## Given exercise
Copy out every line in the listing below that contains the string "wiper", one line at a time.

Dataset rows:

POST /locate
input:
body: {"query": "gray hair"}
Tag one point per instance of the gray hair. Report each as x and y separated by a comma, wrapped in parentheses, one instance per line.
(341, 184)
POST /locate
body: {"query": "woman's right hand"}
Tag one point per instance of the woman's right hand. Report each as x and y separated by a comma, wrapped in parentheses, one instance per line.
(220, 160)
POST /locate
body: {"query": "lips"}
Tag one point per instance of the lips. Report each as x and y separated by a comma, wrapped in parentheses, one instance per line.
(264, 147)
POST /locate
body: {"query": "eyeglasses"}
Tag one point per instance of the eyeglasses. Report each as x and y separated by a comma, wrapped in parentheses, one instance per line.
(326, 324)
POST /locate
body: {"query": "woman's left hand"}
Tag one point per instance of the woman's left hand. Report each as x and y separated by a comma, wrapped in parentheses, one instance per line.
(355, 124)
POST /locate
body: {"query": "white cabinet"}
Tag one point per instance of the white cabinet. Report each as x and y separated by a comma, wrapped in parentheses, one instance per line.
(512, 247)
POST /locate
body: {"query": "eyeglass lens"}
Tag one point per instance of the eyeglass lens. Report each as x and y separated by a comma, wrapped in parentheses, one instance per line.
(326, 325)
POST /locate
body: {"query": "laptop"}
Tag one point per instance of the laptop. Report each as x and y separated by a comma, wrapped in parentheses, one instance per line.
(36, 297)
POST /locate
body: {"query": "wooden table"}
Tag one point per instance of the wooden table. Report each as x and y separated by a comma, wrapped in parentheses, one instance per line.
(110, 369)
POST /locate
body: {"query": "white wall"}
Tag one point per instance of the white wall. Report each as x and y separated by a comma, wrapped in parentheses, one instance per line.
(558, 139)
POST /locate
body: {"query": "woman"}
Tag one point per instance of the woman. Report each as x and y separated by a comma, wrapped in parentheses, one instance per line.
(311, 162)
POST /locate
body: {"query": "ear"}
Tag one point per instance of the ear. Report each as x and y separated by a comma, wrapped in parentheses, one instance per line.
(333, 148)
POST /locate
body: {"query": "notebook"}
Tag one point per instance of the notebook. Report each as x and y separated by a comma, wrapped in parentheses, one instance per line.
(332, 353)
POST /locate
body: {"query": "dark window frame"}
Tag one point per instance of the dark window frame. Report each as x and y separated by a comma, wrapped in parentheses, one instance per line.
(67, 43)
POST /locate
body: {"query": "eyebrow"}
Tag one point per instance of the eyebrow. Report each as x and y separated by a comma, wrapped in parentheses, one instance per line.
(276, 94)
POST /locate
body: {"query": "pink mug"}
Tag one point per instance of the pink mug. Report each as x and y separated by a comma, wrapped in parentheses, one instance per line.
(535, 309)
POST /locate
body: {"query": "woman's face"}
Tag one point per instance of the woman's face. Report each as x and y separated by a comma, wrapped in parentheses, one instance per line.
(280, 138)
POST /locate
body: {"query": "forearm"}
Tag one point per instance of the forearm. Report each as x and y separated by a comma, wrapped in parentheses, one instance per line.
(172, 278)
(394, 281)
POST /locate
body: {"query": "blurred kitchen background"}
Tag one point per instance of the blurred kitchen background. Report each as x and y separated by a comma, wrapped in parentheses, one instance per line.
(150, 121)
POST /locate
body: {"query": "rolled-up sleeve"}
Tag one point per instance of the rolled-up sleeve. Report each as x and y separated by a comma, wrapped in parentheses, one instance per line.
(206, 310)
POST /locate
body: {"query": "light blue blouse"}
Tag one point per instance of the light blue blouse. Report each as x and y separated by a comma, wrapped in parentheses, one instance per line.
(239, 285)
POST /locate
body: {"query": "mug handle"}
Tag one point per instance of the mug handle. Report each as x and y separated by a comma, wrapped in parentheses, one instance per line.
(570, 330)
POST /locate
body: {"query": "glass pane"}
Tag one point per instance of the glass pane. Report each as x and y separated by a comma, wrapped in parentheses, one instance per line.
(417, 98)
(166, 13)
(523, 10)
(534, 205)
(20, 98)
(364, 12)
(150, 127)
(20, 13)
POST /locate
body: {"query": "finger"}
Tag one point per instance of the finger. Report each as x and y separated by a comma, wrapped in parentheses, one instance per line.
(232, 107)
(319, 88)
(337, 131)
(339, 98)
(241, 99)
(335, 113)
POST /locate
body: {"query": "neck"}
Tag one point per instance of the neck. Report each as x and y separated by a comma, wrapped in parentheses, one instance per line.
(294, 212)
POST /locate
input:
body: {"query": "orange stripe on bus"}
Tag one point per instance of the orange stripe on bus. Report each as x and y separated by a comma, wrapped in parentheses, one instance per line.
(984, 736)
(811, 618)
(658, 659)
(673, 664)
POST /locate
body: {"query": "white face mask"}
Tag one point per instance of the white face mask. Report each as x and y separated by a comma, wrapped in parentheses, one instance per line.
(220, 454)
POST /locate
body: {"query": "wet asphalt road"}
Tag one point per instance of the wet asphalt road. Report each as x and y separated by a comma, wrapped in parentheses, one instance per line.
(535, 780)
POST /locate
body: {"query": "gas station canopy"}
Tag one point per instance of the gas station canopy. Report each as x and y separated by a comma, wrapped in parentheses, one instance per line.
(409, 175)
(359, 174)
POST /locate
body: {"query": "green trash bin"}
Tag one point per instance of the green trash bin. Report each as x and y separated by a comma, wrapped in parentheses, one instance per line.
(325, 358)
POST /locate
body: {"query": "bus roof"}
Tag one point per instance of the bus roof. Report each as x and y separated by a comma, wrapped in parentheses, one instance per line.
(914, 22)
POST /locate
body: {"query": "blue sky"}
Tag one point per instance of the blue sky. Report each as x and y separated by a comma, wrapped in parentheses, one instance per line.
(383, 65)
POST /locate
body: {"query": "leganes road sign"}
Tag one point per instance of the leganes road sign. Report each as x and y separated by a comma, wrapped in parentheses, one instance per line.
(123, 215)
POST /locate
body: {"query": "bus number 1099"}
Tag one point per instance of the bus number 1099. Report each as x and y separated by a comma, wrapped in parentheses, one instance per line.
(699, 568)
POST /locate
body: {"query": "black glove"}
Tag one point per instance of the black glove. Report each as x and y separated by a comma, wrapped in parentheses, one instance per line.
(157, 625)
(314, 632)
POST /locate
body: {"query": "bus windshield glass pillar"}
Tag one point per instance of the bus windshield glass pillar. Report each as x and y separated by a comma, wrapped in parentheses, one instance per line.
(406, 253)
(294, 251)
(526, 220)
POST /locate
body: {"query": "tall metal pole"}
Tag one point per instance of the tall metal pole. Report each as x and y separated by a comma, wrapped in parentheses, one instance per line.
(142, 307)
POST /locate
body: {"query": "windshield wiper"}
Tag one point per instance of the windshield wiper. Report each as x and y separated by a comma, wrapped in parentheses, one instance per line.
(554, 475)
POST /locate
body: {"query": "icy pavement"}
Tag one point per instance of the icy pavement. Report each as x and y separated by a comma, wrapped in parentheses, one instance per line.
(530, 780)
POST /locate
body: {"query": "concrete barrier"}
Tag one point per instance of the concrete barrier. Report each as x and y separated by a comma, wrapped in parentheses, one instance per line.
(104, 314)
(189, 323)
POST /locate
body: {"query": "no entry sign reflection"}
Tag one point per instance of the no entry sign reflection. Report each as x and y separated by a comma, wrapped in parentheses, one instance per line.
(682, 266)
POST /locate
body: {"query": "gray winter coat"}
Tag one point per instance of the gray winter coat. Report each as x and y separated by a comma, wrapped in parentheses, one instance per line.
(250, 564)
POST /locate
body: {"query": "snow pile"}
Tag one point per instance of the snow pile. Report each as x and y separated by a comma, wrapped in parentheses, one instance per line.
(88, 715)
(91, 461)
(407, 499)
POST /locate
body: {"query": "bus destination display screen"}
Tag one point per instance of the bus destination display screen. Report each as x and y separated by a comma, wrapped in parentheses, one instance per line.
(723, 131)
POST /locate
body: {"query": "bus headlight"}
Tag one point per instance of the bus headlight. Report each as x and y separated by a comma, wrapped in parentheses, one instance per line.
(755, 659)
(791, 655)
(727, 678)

## Right answer
body: {"query": "windshield wiper"}
Tag one point per instance of the windshield wiper. Report each as x and y separated by a comma, wrapped in parentheses, one instance per line.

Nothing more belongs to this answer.